The exercise ->
Update the items below by replacing each occurrence of "paved sidewalk" with "concrete walkway". Leave everything else unchanged.
[start Entries supplied]
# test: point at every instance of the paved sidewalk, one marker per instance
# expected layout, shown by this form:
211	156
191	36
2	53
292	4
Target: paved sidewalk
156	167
[end Entries supplied]
Response to the task ->
# test: point at every instance of the concrete walkway, one marker per instance
# expected layout, shown by this form:
211	156
191	36
2	53
292	4
Target: concrete walkway
156	167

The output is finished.